**EXERCICE 1:**
Recopiez le passage du texte sur Cabri à l'école primaire qui commence par "C'est pour étudier" et se poursuit jusqu'à "des élèves ?", en remplaçant "logiciel" par "programme" partout où il apparaît.
**EXERCICE 2:**
Reprenez le texte sur Cabri à l'école primaire à l'endroit où il s'arrête et poursuivez-le.

C'est pour étudier ce problème et notamment celui de l'intégration d'un logiciel de géométrie dynamique - Cabri-géomètre - dans l'enseignement des mathématiques à l'école primaire que nous avons travaillé depuis deux ans avec des classes de CM2 (élèves de 10 ans) où nous avons mis en place un projet de recherche autour des questions suivantes :
- quelles sont les conditions et les contraintes qui permettent d'intégrer le logiciel Cabri dans les classes de manière à concilier la tradition et l'innovation ?
- quels sont les changements dans les apprentissages géométriques des élèves ?
- quels sont les changements dans les pratiques des enseignants ?
Ici nous allons nous intéresser plus particulièrement au problème de la gestion temporelle dans cette intégration. D'abord nous presénterons le cadre et la problématique de la recherche, ensuite quelques résultats du travail déjà effectué et finalement nous poserons un certain nombre d'hypothèses en ce qui concerne la gestion temporelle.

1 - Problématique de la recherche

Nous nous situons dans la lignée de travaux sur l'intégration des TICE dans l'enseignement des mathématiques (Artigue 1998, Artigue 2001, Artigue & Lagrange 1999, Lagrange 2001, Trouche 2000) et dans la lignée des travaux intégrant Cabri dans l'enseignement de la géométrie à plusieurs niveaux (Laborde et Capponi 1994, Argaud 1998, Gomes 1999, Assude et alii 1996, etc.) L'approche multidimensionnelle qui est le fondement d'un certain nombre de ces travaux prend en compte la complexité de l'intégration des TICE dans l'enseignement en l'abordant à partir de plusieurs dimensions, notamment la dimension instrumentale et conceptuelle en utilisant les outils de l'ergonomie cognitive (Rabardel 1999), et la dimension institutionnelle en utilisant les outils de l'approche anthropologique (Chevallard 1997, 1999) notamment les notions de praxéologie et d'ostensifs. Cette perspective multidimensionnelle nous permet de prendre comme unité d'analyse le système didactique comme un tout " émergent " de plusiers facteurs ainsi que de leurs interrelations et non comme la somme de plusieurs facteurs sans liens entre eux. Deux résultats de ces travaux nous serviront de fondement. D'une part l'intégration d'un instrument n'est pas facile à mettre en oeuvre et beaucoup moins à reproduire lorsqu'on s'intéresse au quotidien de la classe et à l'articulation des dimensions instrumentales et conceptuelles : la genèse instrumentale est essentielle car l'usage de l'instrument n'est pas transparent. D'autre part, l'un des facteurs d'intégration est de penser l'imbrication des tâches papier-crayon et des tâches avec l'instrument de manière à ce que ces dernières soient insérées dans les processus d'enseignement au quotidien.

**DONNÉES FOURNIES:**
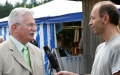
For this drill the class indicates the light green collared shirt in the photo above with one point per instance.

**RÉPONSE RÉDIGÉE 1:**
C'est pour étudier ce problème et notamment celui de l'intégration d'un programme de géométrie dynamique - Cabri-géomètre - dans l'enseignement des mathématiques à l'école primaire que nous avons travaillé depuis deux ans avec des classes de CM2 (élèves de 10 ans) où nous avons mis en place un projet de recherche autour des questions suivantes :
- quelles sont les conditions et les contraintes qui permettent d'intégrer le programme Cabri dans les classes de manière à concilier la tradition et l'innovation ?
- quels sont les changements dans les apprentissages géométriques des élèves ?

**RÉPONSE RÉDIGÉE 2:**
Beaucoup de travaux ont été faits sur l'utilisation de Cabri dans l'enseignement de la géométrie à tous les niveaux de l'enseignement. Quelques résultats de ces travaux vont servir de fondement au notre, notamment :
- la distinction dessin et figure (qui n'est pas exclusive à l'utilisation d'un logiciel, Parzysz 1988, Laborde 1994 et 1998, Fischbein 1993 avec " concept figural "), la figure étant la classe de dessins ayant les mêmes invariants géométriques,
- le rôle du déplacement dans Cabri à la fois pour invalider certaines procédures et pour conjecturer certaines propriétés,
- le rôle de Cabri dans une pratique expérimentale de la géométrie, pratique qui peut permettre aux élèves de passer d'une géométrie de l'observation, du constat et du dessin à une géométrie de la figure.
En outre, nous poursuivons un travail fait auparavant au collège sur l'économie et l'écologie du travail avec Cabri (Assude et alii 1996). L'économie du travail avec Cabri s'appuie sur la quantité de dessins engendrés par la même figure, leur rapidité d'exécution, sur la possibilité d'observation d'une grande quantité de dessins et d'une grande variabilité de positions, sur la possibilité de faire des expériences graphiques, et cette économie est l'une des conditions pour l'existence de nouveaux types de problèmes. Toutefois cette économie n'est possible que si la genèse instrumentale est prise en compte et que l'usage de l'instrument ne pose plus de problème aux élèves.
Dans ce sens, il nous semble que la dialectique ancien-nouveau est un moyen d'analyse qui permet de montrer le rapport complexe entre ce qui est déjà là (en termes de connaissances des élèves mais aussi de l'organisation de l'enseignement) et ce qui est visé. Par exemple, Douady (1992) montre qu'il existe plusieurs phases dans le choix d'un problème par le professeur : le problème choisi doit permettre aux élèves de mobiliser des connaissances anciennes mais celles-ci ne doivent pas être suffisantes pour le résoudre pour que les connaissances nouvelles puissent être les moyens nécessaires à cette résolution. Ainsi, la dialectique ancien-nouveau apparaît comme un élément important de l'intégration, comme le dit Lagrange (2001, p.27) : " La prise en compte des techniques habituelles et nouvelles permet ainsi de bien mesurer l'intérêt de l'intégration à l'enseignement d'instruments technologiques. "
Dans ce contexte, nos questions sont les suivantes :
- le temps d'initiation au logiciel est nécessaire et fondamental : comment gérér cette initiation pour qu'on ne dépense trop de temps d'horloge et que le maniement de l'instrument devienne vraiment " économique " ?
- comment gérer le temps destiné aux activités avec le logiciel Cabri et le temps destiné aux activités papier-crayon ? En alternance ? En entrelacement ?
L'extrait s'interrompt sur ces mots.